Stated exercise: Update the data starting at the line containing "Target: orange and yellow race car" and ending with the last line, changing "guardrail" to "barrier" and leaving everything else as it is. Give back only those lines.
── Working data
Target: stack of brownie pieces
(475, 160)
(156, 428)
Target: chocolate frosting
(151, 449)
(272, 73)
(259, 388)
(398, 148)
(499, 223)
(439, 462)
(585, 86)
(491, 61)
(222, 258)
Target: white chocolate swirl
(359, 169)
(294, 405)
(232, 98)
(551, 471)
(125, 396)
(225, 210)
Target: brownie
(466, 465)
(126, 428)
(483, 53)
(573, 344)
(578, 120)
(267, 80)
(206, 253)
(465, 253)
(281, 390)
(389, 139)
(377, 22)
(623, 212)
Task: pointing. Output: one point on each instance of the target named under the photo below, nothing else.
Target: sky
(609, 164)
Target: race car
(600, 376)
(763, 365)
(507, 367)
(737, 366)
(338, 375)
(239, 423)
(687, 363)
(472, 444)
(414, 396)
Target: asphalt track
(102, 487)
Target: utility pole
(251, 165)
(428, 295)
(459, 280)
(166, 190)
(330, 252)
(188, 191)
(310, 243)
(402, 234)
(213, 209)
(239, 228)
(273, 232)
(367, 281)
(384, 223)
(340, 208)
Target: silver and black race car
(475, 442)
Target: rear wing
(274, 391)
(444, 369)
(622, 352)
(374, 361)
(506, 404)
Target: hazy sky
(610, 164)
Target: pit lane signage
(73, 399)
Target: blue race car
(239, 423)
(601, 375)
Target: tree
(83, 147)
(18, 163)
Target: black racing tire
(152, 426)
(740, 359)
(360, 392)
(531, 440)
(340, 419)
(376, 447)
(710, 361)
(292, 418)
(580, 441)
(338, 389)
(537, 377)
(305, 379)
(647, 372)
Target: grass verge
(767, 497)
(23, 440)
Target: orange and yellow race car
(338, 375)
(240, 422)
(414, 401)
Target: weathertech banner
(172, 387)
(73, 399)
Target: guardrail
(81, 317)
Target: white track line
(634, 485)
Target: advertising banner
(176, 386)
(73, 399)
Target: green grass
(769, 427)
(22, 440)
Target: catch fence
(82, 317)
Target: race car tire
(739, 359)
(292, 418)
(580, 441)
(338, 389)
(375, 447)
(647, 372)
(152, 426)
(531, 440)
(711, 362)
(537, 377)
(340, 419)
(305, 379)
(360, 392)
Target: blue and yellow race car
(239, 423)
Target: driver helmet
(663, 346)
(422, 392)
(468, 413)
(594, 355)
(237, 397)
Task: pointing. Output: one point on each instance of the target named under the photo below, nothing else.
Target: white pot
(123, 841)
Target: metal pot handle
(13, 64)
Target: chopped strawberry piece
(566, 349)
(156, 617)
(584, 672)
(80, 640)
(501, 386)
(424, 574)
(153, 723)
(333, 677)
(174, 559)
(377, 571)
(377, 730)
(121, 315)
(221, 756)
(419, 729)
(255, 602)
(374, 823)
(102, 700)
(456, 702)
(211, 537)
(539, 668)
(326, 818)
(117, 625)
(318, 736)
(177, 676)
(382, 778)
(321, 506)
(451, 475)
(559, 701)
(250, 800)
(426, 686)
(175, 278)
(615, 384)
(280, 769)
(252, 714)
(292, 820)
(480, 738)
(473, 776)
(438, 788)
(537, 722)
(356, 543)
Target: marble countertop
────
The solution:
Target: orange and yellow race car
(338, 375)
(240, 422)
(414, 401)
Target: weathertech banner
(172, 387)
(73, 399)
Target: barrier
(81, 317)
Target: white track line
(634, 485)
Target: advertising banner
(176, 386)
(73, 399)
Target: green grass
(769, 427)
(22, 440)
Target: catch fence
(82, 317)
Target: race car tire
(739, 359)
(292, 418)
(580, 441)
(338, 389)
(375, 447)
(647, 372)
(152, 426)
(531, 440)
(711, 362)
(537, 377)
(340, 419)
(305, 379)
(360, 392)
Target: blue and yellow race car
(239, 423)
Target: driver helmet
(663, 346)
(422, 392)
(468, 413)
(594, 355)
(237, 397)
Task: pointing. Output: one point on each instance of the target named under the photo below, nothing else.
Target: white pot
(123, 841)
Target: metal pot handle
(13, 64)
Target: chopped strawberry piece
(566, 349)
(156, 617)
(584, 672)
(80, 640)
(501, 386)
(424, 574)
(153, 723)
(333, 677)
(174, 559)
(377, 571)
(377, 730)
(121, 315)
(221, 756)
(419, 729)
(255, 602)
(374, 823)
(102, 700)
(456, 702)
(211, 537)
(539, 668)
(326, 818)
(117, 625)
(318, 736)
(177, 676)
(382, 778)
(321, 506)
(451, 475)
(559, 701)
(250, 800)
(426, 686)
(175, 278)
(615, 384)
(280, 769)
(252, 714)
(292, 820)
(480, 738)
(473, 776)
(438, 788)
(537, 722)
(356, 543)
Target: marble countertop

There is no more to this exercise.